— PAGE TEXT —
— Start —

Yesterday I went to a seminar by Simon Wakeman, entitled: "The challenges of New Zealand companies in capturing value from innovation internationally."

Wakeman interviewed people at seventeen New Zealand manufacturing companies "that were founded in order to commercialise an innovation internationally." So, like the Castalia Report, it's not necessarily representative. That said, Wakeman spoke to CEOs, founders, or major investors, so at least he can say his white paper tells us what some manufacturers are thinking.

I picked up lots of useful ideas spending an hour with these high-priced lawyers (and drinking a couple of their beers, for which I am very grateful).

Probably the strongest light-bulb lit up when Wakeman told us some NZ companies don't distinguish between sales and marketing. He's right. Some don't. But the best bit was that Wakeman's comment made me think about people misusing the word "manufacturing."

For example, its not unusual to hear academics and bureaucrats telling Kiwi manufacturers they should "outsource their manufacturing." Of course they really mean we can sometimes benefit by strategically outsourcing certain fabrication and assembly processes. Only, they don't have the right words in their vocabulary. So they say "manufacturing" when they really mean something that happens to be a small part of what a manufacturer actually does.

The English language has words for all the various activities that make up a complete manufacturing operation. Technology Valley needs to help people understand this. They don't need to understand all the words. Better if they don't. Try explaining the difference between brazing, welding, and soldering, to a career bureaucrat. What we can do is to explain that manufacturing is the end to end process, which includes activities like R&D, innovation, marketing, assembly, fabrication (that's like when you cut out bits of fabric for a new jacket), and sew on.

— End —

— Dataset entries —
— Start —

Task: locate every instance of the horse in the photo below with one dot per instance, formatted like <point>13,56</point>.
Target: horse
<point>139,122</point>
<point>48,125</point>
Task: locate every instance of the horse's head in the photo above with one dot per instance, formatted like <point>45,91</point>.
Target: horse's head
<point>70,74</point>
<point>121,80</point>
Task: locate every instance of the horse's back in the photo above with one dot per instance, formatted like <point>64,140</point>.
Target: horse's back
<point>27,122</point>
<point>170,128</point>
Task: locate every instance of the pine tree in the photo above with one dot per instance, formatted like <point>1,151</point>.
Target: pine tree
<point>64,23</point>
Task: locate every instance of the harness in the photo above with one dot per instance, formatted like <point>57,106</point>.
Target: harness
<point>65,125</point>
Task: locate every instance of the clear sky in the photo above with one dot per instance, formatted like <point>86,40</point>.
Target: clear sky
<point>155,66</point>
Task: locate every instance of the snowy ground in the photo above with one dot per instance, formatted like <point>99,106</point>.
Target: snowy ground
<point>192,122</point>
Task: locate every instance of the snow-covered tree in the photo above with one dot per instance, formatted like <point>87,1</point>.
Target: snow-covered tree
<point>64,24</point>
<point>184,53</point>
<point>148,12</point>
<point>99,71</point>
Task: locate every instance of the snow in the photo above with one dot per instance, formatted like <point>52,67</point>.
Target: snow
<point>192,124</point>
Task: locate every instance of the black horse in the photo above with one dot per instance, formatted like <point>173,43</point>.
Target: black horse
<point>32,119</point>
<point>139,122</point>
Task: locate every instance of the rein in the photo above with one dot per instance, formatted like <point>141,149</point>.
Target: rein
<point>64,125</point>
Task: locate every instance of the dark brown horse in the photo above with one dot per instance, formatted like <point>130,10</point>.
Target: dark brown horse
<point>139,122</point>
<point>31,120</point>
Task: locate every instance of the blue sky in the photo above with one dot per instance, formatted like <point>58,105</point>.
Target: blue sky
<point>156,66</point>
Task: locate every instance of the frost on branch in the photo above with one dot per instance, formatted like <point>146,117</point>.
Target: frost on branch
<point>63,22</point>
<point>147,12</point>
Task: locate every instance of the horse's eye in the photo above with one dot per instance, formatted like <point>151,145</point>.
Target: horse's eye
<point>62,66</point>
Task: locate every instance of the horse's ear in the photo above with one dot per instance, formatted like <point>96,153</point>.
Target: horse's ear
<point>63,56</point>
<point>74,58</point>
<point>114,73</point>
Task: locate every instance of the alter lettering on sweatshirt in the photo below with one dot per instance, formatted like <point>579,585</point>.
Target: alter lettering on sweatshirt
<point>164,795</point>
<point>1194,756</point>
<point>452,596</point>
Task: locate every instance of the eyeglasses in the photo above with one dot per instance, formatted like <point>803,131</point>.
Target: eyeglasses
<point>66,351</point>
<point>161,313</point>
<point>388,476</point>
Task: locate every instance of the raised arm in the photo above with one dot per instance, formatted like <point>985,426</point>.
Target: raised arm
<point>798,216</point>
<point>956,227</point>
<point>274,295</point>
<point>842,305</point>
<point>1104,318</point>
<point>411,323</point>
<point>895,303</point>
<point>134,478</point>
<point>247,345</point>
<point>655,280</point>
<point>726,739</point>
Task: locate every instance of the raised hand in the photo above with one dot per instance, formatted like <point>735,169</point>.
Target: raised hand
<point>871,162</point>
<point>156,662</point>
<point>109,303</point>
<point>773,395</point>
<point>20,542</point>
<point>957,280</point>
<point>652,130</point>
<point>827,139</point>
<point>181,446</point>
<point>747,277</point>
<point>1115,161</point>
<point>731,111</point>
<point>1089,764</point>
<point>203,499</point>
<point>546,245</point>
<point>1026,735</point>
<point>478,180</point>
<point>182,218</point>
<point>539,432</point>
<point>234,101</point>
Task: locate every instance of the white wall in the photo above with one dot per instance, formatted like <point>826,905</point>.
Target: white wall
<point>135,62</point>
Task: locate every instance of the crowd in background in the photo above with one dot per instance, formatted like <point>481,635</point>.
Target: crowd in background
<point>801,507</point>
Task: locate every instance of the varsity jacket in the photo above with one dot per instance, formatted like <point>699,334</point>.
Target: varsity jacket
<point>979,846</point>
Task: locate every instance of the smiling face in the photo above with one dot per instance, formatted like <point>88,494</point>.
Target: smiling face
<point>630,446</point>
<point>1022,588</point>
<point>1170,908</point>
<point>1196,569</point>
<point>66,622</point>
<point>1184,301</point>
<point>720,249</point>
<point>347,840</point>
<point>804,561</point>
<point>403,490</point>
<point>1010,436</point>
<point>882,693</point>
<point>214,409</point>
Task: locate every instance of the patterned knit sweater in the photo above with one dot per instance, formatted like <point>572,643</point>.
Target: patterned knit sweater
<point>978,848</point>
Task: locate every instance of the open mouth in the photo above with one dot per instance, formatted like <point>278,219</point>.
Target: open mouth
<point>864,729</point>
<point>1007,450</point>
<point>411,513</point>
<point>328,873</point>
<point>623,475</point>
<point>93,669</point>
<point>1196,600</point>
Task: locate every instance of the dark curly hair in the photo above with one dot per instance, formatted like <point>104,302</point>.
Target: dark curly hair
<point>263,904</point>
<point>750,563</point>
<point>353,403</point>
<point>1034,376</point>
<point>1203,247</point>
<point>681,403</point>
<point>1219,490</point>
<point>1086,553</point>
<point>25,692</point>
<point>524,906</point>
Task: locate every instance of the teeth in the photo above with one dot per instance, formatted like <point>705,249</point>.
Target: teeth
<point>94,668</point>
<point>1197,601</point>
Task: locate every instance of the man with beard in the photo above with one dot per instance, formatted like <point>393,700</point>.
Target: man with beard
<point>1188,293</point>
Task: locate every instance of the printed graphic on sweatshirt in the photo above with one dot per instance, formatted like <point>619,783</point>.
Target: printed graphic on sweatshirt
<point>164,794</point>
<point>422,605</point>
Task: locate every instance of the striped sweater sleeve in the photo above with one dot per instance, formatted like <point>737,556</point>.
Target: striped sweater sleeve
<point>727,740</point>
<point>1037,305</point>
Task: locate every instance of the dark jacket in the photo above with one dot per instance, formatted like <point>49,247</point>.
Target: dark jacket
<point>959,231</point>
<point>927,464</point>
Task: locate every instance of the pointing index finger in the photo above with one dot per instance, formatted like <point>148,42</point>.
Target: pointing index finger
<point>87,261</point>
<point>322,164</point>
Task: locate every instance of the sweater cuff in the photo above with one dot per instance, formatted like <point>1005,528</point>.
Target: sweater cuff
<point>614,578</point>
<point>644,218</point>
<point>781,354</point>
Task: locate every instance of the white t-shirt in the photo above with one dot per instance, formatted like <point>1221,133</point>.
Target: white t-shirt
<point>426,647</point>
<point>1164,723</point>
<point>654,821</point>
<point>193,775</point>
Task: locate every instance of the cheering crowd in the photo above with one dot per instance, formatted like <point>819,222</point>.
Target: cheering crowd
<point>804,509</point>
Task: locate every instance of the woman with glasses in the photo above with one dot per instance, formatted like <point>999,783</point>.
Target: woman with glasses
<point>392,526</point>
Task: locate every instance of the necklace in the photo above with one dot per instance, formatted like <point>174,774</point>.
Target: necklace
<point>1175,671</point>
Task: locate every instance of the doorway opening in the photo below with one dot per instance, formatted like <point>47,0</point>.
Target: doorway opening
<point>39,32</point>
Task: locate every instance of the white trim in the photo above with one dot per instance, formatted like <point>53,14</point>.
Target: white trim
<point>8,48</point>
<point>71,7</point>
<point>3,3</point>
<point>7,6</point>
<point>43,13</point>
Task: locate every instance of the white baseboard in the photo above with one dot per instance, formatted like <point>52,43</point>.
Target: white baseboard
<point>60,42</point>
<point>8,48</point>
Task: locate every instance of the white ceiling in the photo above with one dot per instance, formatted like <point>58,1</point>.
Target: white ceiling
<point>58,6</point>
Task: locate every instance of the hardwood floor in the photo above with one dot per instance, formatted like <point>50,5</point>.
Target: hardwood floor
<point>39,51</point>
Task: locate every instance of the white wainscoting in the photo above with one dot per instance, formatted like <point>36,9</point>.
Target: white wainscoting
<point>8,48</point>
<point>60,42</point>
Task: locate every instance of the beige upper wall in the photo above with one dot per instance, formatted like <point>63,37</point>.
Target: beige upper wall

— End —

— DIRECTIONS —
[A] Answer these questions using the post about the manufacturing seminar:
(i) How many New Zealand manufacturing companies did Wakeman interview?
(ii) According to Wakeman, what two things do some New Zealand companies not distinguish between?
(iii) Which three processes does the writer suggest would be hard to explain to a career bureaucrat?
[B] Write the next few sentences of the post about the manufacturing seminar, picking up right after its last sentence.
The records have nothing to do with what follows.

— ANSWERS —
[A]
(i) Seventeen
(ii) Sales and marketing
(iii) Brazing, welding, and soldering

[B]
It's a bit like "sales" and "marketing". Selling's important, but it's only part of the process. Equally, fabrication, assembly, and testing are only small parts of the very complex business we call "manufacturing".

If we keep saying this to people in government and academia, then perhaps they might eventually catch on. It might take generations. But if we don't, they'll never get it. And if they don't get it, they'll keep putting up barriers that make it hard for Kiwi manufacturers to commercialise innovation. And then they'll keep sitting around, wondering why productivity in New Zealand is not growing as fast as it should.

Simon Wakeman's white paper has lots of other interesting information. It's well worth reading.

The seminar was hosted by LEANZ, which bills itself as an organisation dedicated to: "the advancement and understanding of law and economics in New Zealand." I'd never heard of LEANZ before last night. I think they can do a lot to help help politicians and bureaucrats remove barriers to high performance among Kiwi manufacturers, so I was rapt to meet up with them. They put on a very interesting seminar, and I thank them for that.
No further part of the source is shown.